Locate every line in the listing below that contains the word "tractor" and copy each such line. Case counts.
-- START OF Raw data --
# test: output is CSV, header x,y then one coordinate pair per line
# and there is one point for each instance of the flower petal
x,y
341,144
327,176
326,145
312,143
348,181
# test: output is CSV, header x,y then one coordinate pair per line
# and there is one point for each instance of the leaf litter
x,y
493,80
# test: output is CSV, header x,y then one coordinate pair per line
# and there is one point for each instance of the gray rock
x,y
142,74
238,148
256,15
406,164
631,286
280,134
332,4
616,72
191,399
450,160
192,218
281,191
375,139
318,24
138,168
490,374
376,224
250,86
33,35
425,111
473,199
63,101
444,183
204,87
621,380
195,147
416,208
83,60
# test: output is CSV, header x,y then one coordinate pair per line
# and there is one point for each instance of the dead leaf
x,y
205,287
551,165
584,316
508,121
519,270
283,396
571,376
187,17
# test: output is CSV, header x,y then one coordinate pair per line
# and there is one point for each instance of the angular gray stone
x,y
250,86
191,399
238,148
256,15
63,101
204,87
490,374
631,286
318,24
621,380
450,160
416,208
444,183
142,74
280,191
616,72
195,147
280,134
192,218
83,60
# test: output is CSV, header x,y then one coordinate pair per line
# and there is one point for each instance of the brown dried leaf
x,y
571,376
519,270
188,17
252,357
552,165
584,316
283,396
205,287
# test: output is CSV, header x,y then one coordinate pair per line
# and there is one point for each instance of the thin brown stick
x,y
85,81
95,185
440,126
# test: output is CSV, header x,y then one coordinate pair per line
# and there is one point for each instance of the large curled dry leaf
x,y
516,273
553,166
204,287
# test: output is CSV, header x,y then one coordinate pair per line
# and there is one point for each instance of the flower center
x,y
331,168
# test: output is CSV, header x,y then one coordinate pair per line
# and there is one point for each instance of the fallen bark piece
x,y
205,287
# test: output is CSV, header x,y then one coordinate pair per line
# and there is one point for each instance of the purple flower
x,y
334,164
-- END OF Raw data --
-- START OF Raw data --
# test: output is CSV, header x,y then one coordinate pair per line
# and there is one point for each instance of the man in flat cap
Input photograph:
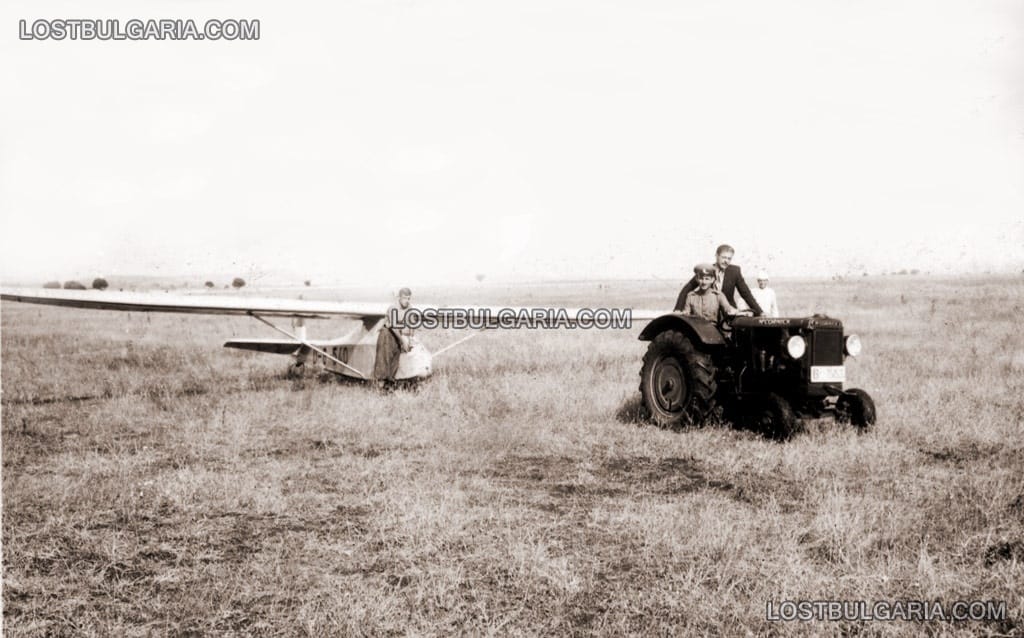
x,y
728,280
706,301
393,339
-- END OF Raw data --
-- START OF Raw data --
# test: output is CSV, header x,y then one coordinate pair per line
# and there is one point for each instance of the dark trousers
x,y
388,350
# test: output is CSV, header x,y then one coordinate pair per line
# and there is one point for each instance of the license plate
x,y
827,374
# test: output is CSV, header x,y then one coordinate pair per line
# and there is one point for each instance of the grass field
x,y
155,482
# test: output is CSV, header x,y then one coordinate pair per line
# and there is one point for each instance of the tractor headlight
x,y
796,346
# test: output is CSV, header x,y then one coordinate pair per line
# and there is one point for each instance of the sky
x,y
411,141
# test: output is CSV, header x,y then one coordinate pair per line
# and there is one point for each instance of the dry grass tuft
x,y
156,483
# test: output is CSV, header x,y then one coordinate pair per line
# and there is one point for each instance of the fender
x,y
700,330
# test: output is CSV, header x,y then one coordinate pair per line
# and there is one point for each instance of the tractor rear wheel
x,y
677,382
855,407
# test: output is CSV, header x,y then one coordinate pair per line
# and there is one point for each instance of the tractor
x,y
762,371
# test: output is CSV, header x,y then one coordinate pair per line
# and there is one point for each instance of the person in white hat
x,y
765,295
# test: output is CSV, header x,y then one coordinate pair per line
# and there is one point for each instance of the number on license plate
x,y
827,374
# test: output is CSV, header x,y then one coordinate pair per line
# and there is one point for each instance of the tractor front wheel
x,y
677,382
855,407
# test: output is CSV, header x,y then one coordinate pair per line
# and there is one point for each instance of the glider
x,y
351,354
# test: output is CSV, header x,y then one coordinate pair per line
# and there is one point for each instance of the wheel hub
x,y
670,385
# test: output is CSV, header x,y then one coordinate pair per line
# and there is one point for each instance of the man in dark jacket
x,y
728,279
-- END OF Raw data --
### Correct response
# and there is one point for each instance of the tractor headlight
# and there is one point for each instance of the tractor rear wheel
# and there is one point for each instance of the tractor
# and there is one point for each instance of the tractor front wheel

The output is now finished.